* [Source passage]:
■ ■ ■ ■ ■ ■ ■

March 27, 2020.
As we see an increase in prosecutions for “coronavirus-related fraud,” it appears that law enforcement’s efforts are becoming more formal. Today, the U.S. Attorney for the Middle District of Georgia announced that he has appointed a federal prosecutor to investigative suspected fraud schemes related to the COVID-19 outbreak. The move comes after AG Barr directed U.S. Attorneys to prioritize such cases.
As examples of coronavirus-fraud, the DOJ’s press release cites:
- Businesses purporting to sell treatments, vaccines, and cures for the coronavirus infection, which do not currently exist.
- Organizations offering test kits distributed from the World Health Organization or Center for Disease Control and Prevention, which are not actually accessible to the public.
- Website operators that create fake websites that appear to contain information about the coronavirus but which actually install malware on the user’s computer.
- Fraudulent charities for coronavirus-related causes.
- Medical providers obtaining patient information for coronavirus testing or treatment and using that information to bill for other procedures or unnecessary procedures
Clearly, the DOJ is casting a wide net when it comes to targeting suspected “coronavirus-related fraud.” While we may see some taking advantage of the uncertainty and fear among the general public, however, not everyone doing so will be violating federal criminal law. Stocking up on toilet paper and selling it at a marked up price, for example, may be wrong, but not criminal.

■ ■ ■ ■ ■ ■ ■

* [Supplied material]:
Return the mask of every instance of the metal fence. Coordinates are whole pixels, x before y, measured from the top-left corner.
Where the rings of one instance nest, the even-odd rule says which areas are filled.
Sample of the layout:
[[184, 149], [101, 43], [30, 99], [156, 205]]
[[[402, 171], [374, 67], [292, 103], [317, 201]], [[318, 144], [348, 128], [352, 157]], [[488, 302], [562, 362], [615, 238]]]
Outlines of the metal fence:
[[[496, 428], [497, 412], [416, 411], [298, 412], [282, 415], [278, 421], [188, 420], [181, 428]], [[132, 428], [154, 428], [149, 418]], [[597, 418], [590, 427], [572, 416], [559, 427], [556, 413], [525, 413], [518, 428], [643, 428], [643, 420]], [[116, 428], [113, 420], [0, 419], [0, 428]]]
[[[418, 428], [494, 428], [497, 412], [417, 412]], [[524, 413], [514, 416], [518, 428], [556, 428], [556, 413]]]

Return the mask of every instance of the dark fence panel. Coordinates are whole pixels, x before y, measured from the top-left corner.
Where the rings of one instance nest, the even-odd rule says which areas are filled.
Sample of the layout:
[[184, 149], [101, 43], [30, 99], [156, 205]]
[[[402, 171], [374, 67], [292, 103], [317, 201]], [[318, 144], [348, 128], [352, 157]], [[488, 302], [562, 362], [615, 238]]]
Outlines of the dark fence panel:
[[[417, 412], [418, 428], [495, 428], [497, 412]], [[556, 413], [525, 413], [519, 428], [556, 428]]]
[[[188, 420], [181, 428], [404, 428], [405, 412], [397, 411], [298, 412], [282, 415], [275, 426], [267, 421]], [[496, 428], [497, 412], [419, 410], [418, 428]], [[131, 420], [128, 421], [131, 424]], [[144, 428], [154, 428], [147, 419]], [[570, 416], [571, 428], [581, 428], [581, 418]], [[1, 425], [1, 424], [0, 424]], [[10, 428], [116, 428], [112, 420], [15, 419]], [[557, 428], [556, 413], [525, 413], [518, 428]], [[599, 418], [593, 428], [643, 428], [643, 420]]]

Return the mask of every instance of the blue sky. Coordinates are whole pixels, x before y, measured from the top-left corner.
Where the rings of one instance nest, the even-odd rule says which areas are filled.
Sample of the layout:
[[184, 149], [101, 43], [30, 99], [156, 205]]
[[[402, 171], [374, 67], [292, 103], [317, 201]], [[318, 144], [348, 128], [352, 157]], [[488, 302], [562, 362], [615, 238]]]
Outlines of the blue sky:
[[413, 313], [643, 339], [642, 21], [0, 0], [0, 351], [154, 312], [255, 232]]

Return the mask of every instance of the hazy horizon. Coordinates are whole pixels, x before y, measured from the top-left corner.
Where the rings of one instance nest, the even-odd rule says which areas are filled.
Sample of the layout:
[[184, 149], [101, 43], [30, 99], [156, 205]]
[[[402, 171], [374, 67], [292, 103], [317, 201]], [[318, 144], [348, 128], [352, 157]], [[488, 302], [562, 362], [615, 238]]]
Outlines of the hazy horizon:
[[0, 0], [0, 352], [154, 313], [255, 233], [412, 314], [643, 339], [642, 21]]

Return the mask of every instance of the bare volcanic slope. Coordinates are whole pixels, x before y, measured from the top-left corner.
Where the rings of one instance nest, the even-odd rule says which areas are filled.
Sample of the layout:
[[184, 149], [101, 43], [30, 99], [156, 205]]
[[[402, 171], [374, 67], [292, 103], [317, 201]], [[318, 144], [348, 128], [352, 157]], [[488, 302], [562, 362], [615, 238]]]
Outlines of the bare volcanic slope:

■ ■ ■ ■ ■ ■ ■

* [Try it]:
Repeat the part of the coronavirus fraud piece starting with "- Website operators" and going on through "the user’s computer.".

* [Task response]:
- Website operators that create fake websites that appear to contain information about the coronavirus but which actually install malware on the user’s computer.